(Entries from a point annotation set)
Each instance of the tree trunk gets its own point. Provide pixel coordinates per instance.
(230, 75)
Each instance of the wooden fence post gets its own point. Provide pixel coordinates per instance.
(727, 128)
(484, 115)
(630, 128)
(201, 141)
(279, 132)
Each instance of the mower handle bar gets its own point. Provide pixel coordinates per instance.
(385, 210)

Task to carry out: Rescale these records by rewriting every line, requests included, with each pixel coordinate in the answers multiplied by 2.5 and rounded to the nearest whole number, halves rounding up. Leave the numbers in the requests unchanged.

Reply:
Each instance of the tree trunk gets its own point. Provide pixel coordinates per instance.
(575, 188)
Each instance of the wooden fence post gets its own point. Provide pixel coordinates per instance.
(1818, 320)
(1210, 288)
(1575, 320)
(503, 353)
(698, 330)
Each instance of the mower handle bar gets its own point. Provide pixel coordinates per instance.
(963, 525)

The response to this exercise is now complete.